* **Document text**
=======
[<prev] [next>] [<thread-prev] [thread-next>] [day] [month] [year] [list]
Message-ID: <AANLkTikt2D2ijwZxSst0R5=nLzMwxHh8sbYd=h_bFk6v@mail.gmail.com>
Date: Fri, 7 Jan 2011 00:16:31 -0500
From: Yuehai Xu <yuehaixu@...il.com>
To: linux-kernel@...r.kernel.org
Cc: axboe@...nel.dk, cmm@...ibm.com, rwheeler@...hat.com,
vgoyal@...hat.com, czoccolo@...il.com, yhxu@...ne.edu
Subject: Re: Who does determine the number of requests that can be serving
simultaneously in a storage?
Hi all,
I add a patch to kernel 2.6.35.7, in order to find out the number of
pending/serving requests regards to SSD, Intel_M. The benchmark I use
is postmark, access pattern is random small write. Below is the patch:
diff -Nur orig/block/blk-core.c new/block/blk-core.c
--- orig/block/blk-core.c 2011-01-06 23:57:39.000000000 -0500
+++ new/block/blk-core.c 2011-01-06 23:57:46.000000000 -0500
@@ -37,6 +37,10 @@
EXPORT_TRACEPOINT_SYMBOL_GPL(block_rq_remap);
EXPORT_TRACEPOINT_SYMBOL_GPL(block_bio_complete);
+#define complete_log(queue, fmt, args...) \
+ blk_add_trace_msg(queue, "yh " fmt, ##args)
+
static int __make_request(struct request_queue *q, struct bio *bio);
/*
@@ -1974,6 +1978,10 @@
if (!req->bio)
return false;
+ complete_log(req->q, "nr_sorted: %u, in_flight[0]: %u,
in_flight[1]: %u",
+ req->q->nr_sorted, req->q->in_flight[0], req->q->in_flight[1]);
+
trace_block_rq_complete(req->q, req);
/*
Here, I consider nr_sorted in "struct request_queue" as the number of
pending requests, while in_flight[0/1] represent for the number of
async/sync requests serving simultaneously in SSD. I think this little
patch should exactly show the pending/serving number of requests.
The result from blkparse shows that the number of serving requests in
SSD is almost 1, while the pending number varies from tens to a
hundred. Since I only run a single process for postmark, does that
mean the number of requests in flight is always 1 even the storage is
SSD?
=======
* **Information shown**
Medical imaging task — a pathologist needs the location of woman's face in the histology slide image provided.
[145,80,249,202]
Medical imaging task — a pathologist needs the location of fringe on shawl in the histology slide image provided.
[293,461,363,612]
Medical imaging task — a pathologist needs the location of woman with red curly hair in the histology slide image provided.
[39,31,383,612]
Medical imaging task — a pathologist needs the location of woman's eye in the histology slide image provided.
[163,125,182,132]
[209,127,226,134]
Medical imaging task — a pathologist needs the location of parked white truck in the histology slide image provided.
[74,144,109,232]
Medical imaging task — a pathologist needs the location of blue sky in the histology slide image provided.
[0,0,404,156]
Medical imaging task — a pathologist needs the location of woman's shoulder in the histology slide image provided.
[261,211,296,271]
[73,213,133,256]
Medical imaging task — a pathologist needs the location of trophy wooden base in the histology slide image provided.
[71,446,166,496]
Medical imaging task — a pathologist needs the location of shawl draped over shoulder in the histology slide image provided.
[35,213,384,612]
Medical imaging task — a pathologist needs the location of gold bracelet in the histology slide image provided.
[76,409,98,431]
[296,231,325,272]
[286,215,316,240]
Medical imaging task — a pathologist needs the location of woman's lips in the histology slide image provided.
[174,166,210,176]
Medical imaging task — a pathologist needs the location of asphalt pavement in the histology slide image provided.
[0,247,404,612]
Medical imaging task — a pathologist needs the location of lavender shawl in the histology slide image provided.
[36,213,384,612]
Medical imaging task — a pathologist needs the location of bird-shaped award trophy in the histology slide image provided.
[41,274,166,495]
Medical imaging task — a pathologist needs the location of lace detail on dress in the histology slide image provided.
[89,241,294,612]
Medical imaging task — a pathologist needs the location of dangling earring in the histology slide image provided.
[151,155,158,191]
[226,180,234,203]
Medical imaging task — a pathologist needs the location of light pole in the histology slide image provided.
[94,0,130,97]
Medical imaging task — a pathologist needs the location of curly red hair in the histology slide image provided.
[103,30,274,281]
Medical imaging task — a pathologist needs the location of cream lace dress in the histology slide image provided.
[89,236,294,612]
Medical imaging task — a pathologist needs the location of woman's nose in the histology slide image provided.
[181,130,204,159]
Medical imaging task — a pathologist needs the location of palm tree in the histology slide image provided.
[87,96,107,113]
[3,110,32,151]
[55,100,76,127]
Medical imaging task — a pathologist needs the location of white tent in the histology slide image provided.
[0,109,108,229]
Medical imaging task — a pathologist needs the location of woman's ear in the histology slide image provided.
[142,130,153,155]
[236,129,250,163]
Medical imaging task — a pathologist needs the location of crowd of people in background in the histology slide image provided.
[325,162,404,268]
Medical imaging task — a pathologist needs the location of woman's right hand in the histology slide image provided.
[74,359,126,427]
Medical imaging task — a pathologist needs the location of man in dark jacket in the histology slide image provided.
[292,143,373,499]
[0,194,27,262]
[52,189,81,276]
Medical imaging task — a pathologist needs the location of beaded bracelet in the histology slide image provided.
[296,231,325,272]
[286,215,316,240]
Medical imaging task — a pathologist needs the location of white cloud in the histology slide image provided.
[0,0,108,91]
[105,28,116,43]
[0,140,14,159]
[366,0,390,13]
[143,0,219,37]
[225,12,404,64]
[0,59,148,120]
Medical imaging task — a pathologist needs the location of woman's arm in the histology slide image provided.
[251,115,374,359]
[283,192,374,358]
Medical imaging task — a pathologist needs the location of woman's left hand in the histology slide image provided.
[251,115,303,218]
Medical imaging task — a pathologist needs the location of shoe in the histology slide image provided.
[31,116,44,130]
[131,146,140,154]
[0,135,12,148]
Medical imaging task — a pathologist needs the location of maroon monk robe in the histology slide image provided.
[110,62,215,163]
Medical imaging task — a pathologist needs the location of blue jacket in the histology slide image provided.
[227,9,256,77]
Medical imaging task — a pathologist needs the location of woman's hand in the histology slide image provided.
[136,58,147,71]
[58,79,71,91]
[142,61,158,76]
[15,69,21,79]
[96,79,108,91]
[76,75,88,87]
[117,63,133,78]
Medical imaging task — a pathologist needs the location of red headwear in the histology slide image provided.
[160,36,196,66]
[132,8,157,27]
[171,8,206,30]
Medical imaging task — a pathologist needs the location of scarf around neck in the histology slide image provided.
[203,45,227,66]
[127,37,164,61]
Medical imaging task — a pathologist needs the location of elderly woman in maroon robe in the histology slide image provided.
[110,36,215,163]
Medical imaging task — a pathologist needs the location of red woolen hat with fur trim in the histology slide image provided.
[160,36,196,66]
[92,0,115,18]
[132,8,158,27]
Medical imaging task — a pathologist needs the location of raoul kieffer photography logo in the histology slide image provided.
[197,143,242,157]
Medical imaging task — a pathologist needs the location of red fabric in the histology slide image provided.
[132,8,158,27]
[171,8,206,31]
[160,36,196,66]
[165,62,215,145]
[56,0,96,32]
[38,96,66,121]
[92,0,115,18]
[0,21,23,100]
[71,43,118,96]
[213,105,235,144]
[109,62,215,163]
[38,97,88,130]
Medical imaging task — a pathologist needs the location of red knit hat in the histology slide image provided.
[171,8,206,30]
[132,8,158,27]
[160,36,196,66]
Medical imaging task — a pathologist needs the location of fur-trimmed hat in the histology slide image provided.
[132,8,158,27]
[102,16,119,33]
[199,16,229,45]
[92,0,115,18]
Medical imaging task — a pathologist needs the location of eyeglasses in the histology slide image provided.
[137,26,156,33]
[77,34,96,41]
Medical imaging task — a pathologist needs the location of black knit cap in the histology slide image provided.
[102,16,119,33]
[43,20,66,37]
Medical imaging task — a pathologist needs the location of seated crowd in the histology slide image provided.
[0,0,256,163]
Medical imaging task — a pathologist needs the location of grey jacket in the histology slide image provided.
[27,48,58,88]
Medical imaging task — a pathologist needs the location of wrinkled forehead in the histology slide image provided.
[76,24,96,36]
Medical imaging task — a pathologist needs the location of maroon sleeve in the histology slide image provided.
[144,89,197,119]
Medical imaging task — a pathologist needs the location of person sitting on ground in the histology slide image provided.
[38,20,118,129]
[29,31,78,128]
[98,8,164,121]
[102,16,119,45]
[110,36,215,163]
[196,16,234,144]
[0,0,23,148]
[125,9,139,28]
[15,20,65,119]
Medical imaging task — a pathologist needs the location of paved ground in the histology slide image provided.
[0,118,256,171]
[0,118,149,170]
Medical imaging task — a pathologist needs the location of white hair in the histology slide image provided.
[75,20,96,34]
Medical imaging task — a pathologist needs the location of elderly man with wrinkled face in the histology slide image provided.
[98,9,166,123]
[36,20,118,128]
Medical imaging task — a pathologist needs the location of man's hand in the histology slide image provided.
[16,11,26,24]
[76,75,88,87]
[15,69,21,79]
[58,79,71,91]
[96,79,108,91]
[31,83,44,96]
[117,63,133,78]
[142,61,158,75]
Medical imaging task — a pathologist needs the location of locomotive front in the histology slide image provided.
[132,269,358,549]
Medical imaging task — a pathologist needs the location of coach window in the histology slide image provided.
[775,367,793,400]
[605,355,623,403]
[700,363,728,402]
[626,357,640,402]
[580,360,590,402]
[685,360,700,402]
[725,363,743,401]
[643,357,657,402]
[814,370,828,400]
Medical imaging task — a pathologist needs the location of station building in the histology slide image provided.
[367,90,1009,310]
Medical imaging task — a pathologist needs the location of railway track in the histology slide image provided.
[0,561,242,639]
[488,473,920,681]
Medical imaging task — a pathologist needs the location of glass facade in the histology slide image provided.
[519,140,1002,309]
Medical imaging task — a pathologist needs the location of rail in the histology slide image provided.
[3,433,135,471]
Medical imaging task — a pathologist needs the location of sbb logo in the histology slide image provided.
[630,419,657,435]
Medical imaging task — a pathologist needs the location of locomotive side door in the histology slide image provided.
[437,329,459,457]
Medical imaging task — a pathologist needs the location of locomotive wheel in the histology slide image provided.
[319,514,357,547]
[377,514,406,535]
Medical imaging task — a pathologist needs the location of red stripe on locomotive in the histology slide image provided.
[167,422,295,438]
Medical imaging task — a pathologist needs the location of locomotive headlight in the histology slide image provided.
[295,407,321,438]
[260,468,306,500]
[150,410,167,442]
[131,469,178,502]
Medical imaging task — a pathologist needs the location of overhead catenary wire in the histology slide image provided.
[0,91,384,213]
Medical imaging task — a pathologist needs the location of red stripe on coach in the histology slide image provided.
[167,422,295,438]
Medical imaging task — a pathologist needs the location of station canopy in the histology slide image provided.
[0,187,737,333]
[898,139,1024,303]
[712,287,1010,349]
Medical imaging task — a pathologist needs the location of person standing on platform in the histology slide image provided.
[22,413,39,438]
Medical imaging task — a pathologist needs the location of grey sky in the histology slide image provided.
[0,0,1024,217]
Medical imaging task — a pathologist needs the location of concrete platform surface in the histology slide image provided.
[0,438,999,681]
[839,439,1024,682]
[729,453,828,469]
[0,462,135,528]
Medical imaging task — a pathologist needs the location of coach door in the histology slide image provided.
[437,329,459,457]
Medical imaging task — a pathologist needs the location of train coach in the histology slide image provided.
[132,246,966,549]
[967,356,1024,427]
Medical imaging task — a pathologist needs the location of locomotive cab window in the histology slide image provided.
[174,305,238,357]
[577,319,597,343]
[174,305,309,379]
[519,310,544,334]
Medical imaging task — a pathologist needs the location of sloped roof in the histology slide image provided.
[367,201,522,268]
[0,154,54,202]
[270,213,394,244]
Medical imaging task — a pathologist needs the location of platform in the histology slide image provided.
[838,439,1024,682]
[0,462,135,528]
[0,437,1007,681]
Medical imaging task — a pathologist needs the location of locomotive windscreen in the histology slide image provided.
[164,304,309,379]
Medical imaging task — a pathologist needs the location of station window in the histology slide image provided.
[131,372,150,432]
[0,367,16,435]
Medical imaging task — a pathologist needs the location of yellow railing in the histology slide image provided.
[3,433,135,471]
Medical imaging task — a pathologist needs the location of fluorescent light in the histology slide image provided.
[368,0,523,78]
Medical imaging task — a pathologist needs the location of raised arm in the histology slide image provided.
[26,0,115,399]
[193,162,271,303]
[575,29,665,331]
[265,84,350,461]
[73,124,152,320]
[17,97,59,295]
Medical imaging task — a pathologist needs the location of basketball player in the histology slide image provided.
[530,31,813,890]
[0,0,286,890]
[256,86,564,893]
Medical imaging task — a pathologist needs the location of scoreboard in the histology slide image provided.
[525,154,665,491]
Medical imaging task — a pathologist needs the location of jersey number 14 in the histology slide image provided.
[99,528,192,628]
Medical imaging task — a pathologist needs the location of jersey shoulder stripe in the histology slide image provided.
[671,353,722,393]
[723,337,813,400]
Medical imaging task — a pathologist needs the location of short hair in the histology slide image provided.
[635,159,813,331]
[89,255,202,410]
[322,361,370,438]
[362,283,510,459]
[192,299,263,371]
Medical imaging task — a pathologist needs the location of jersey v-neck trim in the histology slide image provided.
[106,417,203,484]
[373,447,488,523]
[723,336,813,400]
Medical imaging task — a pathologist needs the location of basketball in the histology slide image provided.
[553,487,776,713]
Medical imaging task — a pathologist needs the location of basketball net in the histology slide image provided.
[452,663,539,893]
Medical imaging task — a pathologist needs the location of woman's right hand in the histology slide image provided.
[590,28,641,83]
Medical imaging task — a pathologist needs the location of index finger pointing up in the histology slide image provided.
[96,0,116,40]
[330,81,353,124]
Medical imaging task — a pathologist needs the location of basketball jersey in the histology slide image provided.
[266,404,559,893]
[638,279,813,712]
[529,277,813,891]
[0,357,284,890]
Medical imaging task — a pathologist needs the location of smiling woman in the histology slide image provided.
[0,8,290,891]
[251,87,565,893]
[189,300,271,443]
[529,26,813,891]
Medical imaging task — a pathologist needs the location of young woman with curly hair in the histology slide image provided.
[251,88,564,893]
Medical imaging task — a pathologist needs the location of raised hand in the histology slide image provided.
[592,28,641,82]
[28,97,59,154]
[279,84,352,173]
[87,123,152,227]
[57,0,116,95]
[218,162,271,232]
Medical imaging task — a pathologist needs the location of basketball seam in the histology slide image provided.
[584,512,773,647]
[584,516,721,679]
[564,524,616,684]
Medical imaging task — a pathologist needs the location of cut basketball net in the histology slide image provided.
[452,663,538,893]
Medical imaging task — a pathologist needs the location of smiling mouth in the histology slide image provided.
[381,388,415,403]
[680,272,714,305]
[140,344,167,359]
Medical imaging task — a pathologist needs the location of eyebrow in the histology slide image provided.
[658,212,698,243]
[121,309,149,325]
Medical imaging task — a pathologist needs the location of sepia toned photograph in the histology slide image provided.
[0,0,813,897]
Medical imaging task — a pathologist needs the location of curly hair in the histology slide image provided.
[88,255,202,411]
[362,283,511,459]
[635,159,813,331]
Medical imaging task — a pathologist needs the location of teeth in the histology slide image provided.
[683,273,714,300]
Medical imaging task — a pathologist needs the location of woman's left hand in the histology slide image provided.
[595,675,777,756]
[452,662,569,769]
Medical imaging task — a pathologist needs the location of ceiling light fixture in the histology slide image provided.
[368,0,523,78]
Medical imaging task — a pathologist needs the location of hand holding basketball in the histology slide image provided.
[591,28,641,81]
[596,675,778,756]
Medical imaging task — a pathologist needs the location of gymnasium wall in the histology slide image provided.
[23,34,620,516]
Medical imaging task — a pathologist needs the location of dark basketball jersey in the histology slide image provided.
=======
* **Exercise aim**
Which benchmark does the mailing list message say the sender uses? Answer from the mailing list message alone, not from the lines.

* **Problem solution**
Postmark, with a random small write access pattern.